• _Directions for this task_: Could you return each entry below exactly as written, minus any pictures?

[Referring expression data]
======
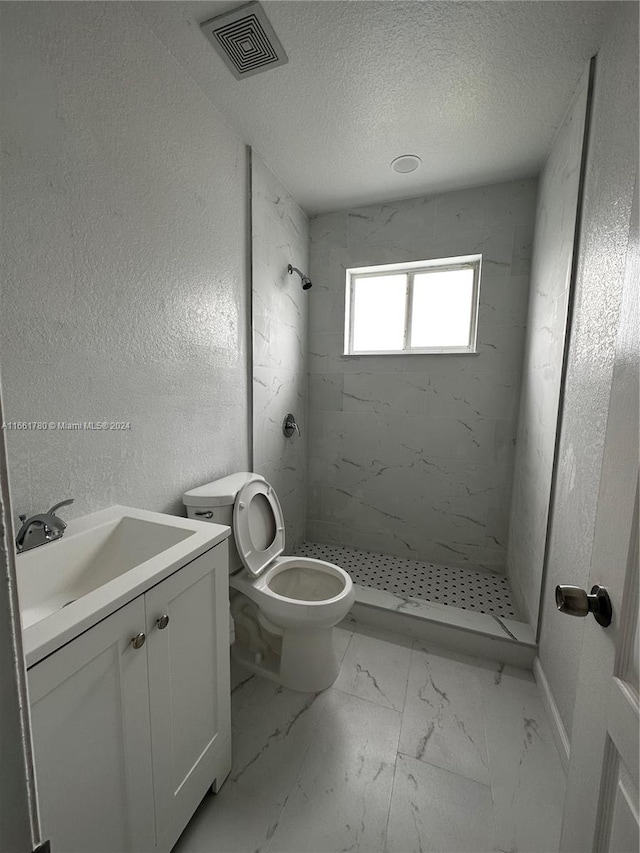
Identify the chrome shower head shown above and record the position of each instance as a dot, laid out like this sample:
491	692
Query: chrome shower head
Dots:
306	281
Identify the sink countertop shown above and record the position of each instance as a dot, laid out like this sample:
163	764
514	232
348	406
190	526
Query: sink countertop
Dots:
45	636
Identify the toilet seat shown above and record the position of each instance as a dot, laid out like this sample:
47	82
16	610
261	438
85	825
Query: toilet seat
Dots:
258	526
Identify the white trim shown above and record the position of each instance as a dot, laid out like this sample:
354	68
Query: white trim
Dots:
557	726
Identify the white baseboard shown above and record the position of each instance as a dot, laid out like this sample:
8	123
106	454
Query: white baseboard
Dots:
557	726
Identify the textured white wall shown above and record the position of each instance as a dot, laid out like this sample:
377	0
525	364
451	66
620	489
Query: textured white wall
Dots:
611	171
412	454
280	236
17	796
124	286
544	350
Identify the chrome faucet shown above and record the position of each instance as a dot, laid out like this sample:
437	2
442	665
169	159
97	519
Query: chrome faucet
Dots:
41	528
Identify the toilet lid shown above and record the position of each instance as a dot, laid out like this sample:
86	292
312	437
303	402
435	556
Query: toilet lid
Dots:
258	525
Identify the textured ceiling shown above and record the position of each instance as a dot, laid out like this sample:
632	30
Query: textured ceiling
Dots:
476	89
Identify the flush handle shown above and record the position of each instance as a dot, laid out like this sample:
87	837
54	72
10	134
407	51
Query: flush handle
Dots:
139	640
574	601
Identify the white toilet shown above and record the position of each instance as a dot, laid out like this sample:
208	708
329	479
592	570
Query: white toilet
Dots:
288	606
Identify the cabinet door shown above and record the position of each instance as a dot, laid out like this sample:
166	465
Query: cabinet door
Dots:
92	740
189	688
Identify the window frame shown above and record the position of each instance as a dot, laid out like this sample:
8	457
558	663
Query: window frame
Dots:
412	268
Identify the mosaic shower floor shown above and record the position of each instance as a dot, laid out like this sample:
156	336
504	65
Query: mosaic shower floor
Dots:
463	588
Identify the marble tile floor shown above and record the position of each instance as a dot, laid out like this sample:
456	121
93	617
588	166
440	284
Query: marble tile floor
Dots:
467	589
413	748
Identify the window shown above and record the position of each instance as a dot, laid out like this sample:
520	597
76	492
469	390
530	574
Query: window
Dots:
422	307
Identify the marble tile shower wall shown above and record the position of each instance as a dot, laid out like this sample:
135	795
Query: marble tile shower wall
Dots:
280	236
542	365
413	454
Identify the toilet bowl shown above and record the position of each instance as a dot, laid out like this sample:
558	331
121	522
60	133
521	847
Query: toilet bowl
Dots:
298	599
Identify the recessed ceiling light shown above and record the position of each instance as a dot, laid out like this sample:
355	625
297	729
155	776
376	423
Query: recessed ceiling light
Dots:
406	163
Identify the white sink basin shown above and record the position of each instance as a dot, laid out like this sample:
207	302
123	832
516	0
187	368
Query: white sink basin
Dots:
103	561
======
• _Output of the task_:
Identify the chrome shower head shown above and record the position of each instance as a dot, laid out like this sample:
491	692
Query: chrome shower head
Dots:
306	281
Identify the sink countertop shown above and record the position of each instance as a dot, laid out like this sample:
163	764
514	232
348	406
190	526
Query: sink countertop
Dots:
45	636
Identify the toilet seat shown above and record the position of each instance as a dot, laid out like this sample:
47	82
16	610
261	438
85	825
Query: toilet seat
Dots:
258	526
Identify the white trim shown above and record the position of each instance as a dot, laid out like this sample:
354	68
Query: white trim
Dots:
557	726
Identify the white baseboard shown above and record the position of each instance as a dot, laid out like this sample:
8	123
106	454
Query: white baseboard
Dots:
557	726
Identify the textured white wall shown above and record the position of each instance as a dot, laid out like this sample:
377	0
525	364
451	66
620	489
Query: textured white wall
Dots:
611	171
412	454
280	236
17	796
124	286
544	350
Identify the chrome faucet shown above and record the position of each instance as a dot, laid out like this sample:
437	2
442	665
169	159
97	519
Query: chrome faucet
Dots:
41	528
Identify the toilet lid shown above and record the position of each instance as a dot, laid out like this sample:
86	292
312	437
303	402
435	556
Query: toilet lid
Dots:
258	525
Identify the textured ceiling shown above and record the position of each instance as a dot, laid out like this sample:
632	30
Query: textured ceiling
Dots:
476	89
Identify the flush handle shown above and record the position of each instance as a dot, laid out like this sample:
87	837
54	72
10	134
407	51
Query: flush handle
Dots:
139	640
574	601
Identify the white toilet shown above and record the position of each instance as a dot, laid out like this sample:
208	708
329	479
592	570
Query: white toilet
Dots:
288	606
Identify the cabinet door shown above and record the position of each instance as a dot, laid out like this sample:
166	465
Query: cabinet door
Dots:
92	740
189	688
Identify the window frame shown above and record the position of each instance as a dot, laid out like this sample:
8	457
558	663
Query: window frame
Dots:
412	268
Identify the mosaic shower floor shown above and record the position of each instance as a dot, laid out like this sample:
156	336
504	65
Query: mosaic shower floor
Dots:
463	588
Identify the marble tile floor shown above and record the position of each instance as a dot, laid out like this sample:
456	121
93	617
588	166
440	284
Query: marble tile floor
Dots:
467	589
413	748
Identify the window shown above and record the position of each instance as a dot, laid out like this sample:
520	597
76	492
469	390
530	574
Query: window
Dots:
422	307
Identify the marble tile shower wall shown above and record the position of each instance as a dot, laid out like this sample:
135	795
Query: marble tile shower wall
Dots:
280	236
542	365
413	454
Identify the toilet bowl shown above and record the position of each instance as a dot, laid out like this sample:
558	331
121	522
60	133
521	847
Query: toilet bowl
Dots:
298	599
Identify the recessed ceiling light shown above and record the position of each instance as a dot, laid out like this sample:
355	625
297	729
155	776
376	423
Query: recessed ceiling light
Dots:
406	163
Identify the white sink basin shown above and record the position of each instance as a dot, laid out like this sample:
207	302
123	832
516	0
187	368
Query: white sink basin
Dots:
103	561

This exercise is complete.